◆ EXERCISE PROMPT ◆
Scale the data from the line containing "Mark the ground" through the end of the data, inclusive, and reproduce every line, requests included. Multiply each coordinate in the answers by 1.8 and round to the nearest whole number, rounding halves up, but leave the numbers in the requests and their format samples unchanged.

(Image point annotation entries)
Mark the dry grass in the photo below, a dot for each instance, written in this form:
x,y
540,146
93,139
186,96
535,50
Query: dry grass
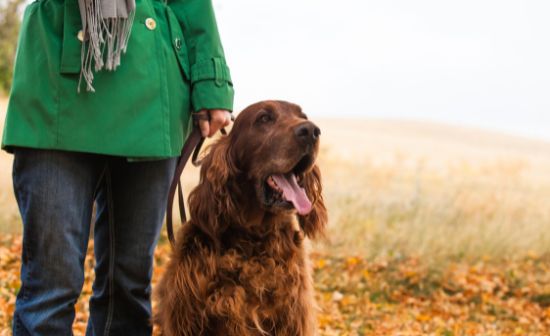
x,y
437,192
434,230
398,188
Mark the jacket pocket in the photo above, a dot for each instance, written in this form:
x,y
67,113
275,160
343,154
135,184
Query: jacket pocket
x,y
178,43
72,46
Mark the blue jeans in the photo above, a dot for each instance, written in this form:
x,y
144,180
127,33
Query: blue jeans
x,y
55,191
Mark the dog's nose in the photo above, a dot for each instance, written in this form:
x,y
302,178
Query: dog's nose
x,y
307,132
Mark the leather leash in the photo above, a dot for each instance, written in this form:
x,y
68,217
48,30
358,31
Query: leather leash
x,y
192,145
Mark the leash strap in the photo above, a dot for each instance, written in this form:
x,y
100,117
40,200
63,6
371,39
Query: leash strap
x,y
192,145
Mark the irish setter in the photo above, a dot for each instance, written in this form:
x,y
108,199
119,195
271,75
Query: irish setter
x,y
240,267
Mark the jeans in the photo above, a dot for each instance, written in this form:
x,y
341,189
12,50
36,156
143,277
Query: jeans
x,y
55,191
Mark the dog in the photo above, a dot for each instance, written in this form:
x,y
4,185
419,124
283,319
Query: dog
x,y
240,266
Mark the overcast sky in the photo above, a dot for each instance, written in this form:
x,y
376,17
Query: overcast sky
x,y
484,63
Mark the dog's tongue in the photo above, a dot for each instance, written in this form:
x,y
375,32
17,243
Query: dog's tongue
x,y
292,192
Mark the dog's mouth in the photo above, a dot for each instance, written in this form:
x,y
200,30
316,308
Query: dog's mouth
x,y
283,190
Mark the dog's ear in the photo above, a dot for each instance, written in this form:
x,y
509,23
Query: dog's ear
x,y
313,224
211,204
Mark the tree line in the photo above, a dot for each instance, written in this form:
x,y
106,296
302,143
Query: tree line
x,y
10,21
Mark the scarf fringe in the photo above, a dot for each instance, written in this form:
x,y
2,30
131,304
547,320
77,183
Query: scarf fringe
x,y
105,40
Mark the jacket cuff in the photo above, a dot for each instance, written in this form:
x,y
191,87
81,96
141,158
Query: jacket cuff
x,y
209,95
212,87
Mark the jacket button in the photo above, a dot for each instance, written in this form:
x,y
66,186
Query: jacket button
x,y
151,24
80,35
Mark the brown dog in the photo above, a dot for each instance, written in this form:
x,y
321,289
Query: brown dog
x,y
240,267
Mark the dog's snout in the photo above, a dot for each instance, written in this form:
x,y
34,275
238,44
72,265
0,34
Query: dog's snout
x,y
307,132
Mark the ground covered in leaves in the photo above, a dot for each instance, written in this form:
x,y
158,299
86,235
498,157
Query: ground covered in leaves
x,y
383,297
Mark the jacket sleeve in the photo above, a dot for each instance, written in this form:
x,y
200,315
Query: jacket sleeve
x,y
212,87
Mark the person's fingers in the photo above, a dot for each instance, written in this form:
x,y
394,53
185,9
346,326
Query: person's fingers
x,y
227,119
218,119
204,124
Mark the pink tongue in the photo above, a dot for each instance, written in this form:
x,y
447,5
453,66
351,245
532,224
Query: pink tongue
x,y
292,192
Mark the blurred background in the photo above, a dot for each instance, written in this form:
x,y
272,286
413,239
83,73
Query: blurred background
x,y
435,153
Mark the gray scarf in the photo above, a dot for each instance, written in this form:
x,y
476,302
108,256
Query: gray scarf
x,y
106,25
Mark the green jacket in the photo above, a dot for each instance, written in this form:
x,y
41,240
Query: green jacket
x,y
141,110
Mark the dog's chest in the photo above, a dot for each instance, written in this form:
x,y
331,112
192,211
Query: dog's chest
x,y
272,271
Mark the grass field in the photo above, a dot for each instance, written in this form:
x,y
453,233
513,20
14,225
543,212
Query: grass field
x,y
434,230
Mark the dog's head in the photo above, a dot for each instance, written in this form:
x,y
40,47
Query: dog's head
x,y
266,164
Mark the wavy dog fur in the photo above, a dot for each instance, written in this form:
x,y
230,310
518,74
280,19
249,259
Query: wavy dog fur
x,y
240,267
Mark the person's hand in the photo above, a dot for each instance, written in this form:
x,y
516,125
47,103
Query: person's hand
x,y
218,120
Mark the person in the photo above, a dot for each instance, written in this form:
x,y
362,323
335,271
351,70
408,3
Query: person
x,y
84,132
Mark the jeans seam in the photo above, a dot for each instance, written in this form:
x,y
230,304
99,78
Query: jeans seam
x,y
110,309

◆ REPLY TO THE EXERCISE ◆
Mark the ground covered in leaves in the photo above, a dot for each instance, written in this form:
x,y
158,299
86,235
498,157
Query: ground covered in leaves
x,y
689,535
Mark the jacket sleeve in the photo above, a dot for each instance, written in this form:
x,y
200,315
Query: jacket sleeve
x,y
382,157
Mark the person's fingers in the photo above, a dot for each instance, written in this form:
x,y
394,53
185,9
346,326
Query: person's fingers
x,y
409,214
392,214
367,223
Mark the pink tongue in the photo above, a dot for each instance, written in this form:
x,y
447,5
453,66
351,245
532,224
Query: pink tongue
x,y
526,346
Mark the blurred background in the photo above, a dot for each instance, written in this form:
x,y
272,286
413,239
83,73
Query: blurred background
x,y
783,275
Mark the gray scarf in the photo above, a dot for each instance, written in this form:
x,y
476,302
108,256
Query: gray scarf
x,y
191,45
Mark the green jacket in the photo above, a dot for each instance, written in this form:
x,y
41,240
Query: green jacket
x,y
254,198
Mark the dog's chest in the photo above, a dot for each instance, written in this form:
x,y
331,112
192,211
Query: dog's chest
x,y
490,488
Mark the grass field in the photo above, a dot for each instance, written in this form:
x,y
453,233
513,20
14,225
543,212
Query: grass field
x,y
781,414
Mark the dog's head in the photo above, a dot for each instance, written in this form:
x,y
40,47
Query: dog's head
x,y
479,295
Mark the wavy dog fur in the photo above, a dot for each instance, written in this form:
x,y
230,310
518,74
280,19
249,259
Query: wavy dog fur
x,y
432,481
Mark the person's hand in the photo above, a dot for each instance, written in this form:
x,y
516,125
47,103
Query: person's hand
x,y
392,216
Mark the person in the photo above, a dot for each instance, written in this form:
x,y
362,323
335,271
351,70
408,3
Query: person
x,y
151,238
Mark the jeans seam in the photo above, a dot for each instance, written in this form:
x,y
230,304
99,78
Query: jeans seam
x,y
198,556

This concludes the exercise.